Top of Text under study

2. Spatiotemporal Modeling and Image Construction

The authors established a foreground-background model based on the Dichromatic Reflection Model, describing the time-varying optical reflection characteristics of the face and chest regions. Specifically, diffuse reflection in the facial region was linked to blood volume changes and HR, while respiratory-induced chest movements caused variations in chest specular reflection.

Using the models, spatiotemporal maps for the foreground and background were constructed in matrix form to capture both temporal and spatial information comprehensively.

3. Design and Application of Spatiotemporal Layers (ST Layers)

To effectively mitigate illumination interferences, a lightweight Spatiotemporal Layer (ST Layer) was introduced into the framework. This layer has two variants: a linear ST Layer for simple lighting scenarios and a nonlinear ST Layer with 1×1 convolution and ReLU activation for more complex backgrounds.

4. Parameter Estimation Using ResNet-18

Finally, the authors employed the lightweight ResNet-18 neural network model. Illumination-perturbation-free feature maps were fed into the network for HR and RR estimation. A transfer learning strategy was applied to pre-train the ResNet-18 model, with optimization using L1 loss and Pearson correlation coefficients.

Research Findings and Results

Heart Rate Estimation

The study evaluated FBST’s HR estimation performance using three public datasets (UBFC-rPPG, PURE, COHFACE) and a private dataset collected by the authors.

  • Performance Results: On the UBFC-rPPG dataset, FBST achieved a Root Mean Square Error (RMSE) of 2.79, significantly outperforming PhysNet’s 3.70. On the private dataset, FBST demonstrated high accuracy with an RMSE of 2.41. Compared to traditional methods (e.g., ICA, PCA), FBST excelled under challenging lighting conditions, providing consistently high accuracy.
  • Signal Analysis: Visual analysis of the extracted pulse signals showed that the estimated results matched well with ground truth, confirming FBST’s capability to accurately capture rhythmic patterns in HR signals in the time domain.

Respiratory Rate Estimation

For RR estimation, FBST achieved an RMSE of 3.62 on the COHFACE dataset and 5.27 on the private dataset, outperforming state-of-the-art deep learning methods (e.g., PhysNet, TS-CAN). Notably, this study is the first to demonstrate RR estimation on publicly available datasets (e.g., COHFACE) using short 10-second video windows, making it viable for real-time respiratory monitoring.

Bottom of Text under study

Write out the passage of the FBST summary between "The authors established" and "spatial information comprehensively.", inclusive.

Top of Material provided

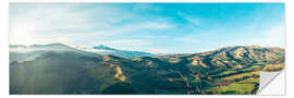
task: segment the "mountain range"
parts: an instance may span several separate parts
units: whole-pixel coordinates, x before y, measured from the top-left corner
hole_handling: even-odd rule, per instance
[[[10,94],[256,94],[284,49],[232,46],[156,56],[107,46],[10,46]]]

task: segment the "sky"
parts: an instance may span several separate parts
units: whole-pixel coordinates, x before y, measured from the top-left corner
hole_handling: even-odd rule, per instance
[[[10,3],[10,45],[151,53],[285,47],[284,3]]]

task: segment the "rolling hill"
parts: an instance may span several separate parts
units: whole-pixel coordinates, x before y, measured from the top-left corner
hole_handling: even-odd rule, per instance
[[[259,71],[282,70],[285,56],[281,48],[234,46],[130,59],[62,46],[13,58],[10,94],[256,94]]]

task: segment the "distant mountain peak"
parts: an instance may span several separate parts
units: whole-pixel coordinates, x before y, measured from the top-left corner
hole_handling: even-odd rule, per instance
[[[95,47],[93,47],[93,49],[118,50],[118,49],[114,49],[114,48],[111,48],[111,47],[108,47],[105,45],[95,46]]]

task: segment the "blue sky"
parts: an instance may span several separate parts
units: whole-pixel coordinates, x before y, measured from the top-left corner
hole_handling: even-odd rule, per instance
[[[10,3],[10,44],[152,53],[285,46],[283,3]]]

Bottom of Material provided

Solution to this exercise >>
The authors established a foreground-background model based on the Dichromatic Reflection Model, describing the time-varying optical reflection characteristics of the face and chest regions. Specifically, diffuse reflection in the facial region was linked to blood volume changes and HR, while respiratory-induced chest movements caused variations in chest specular reflection.

Using the models, spatiotemporal maps for the foreground and background were constructed in matrix form to capture both temporal and spatial information comprehensively.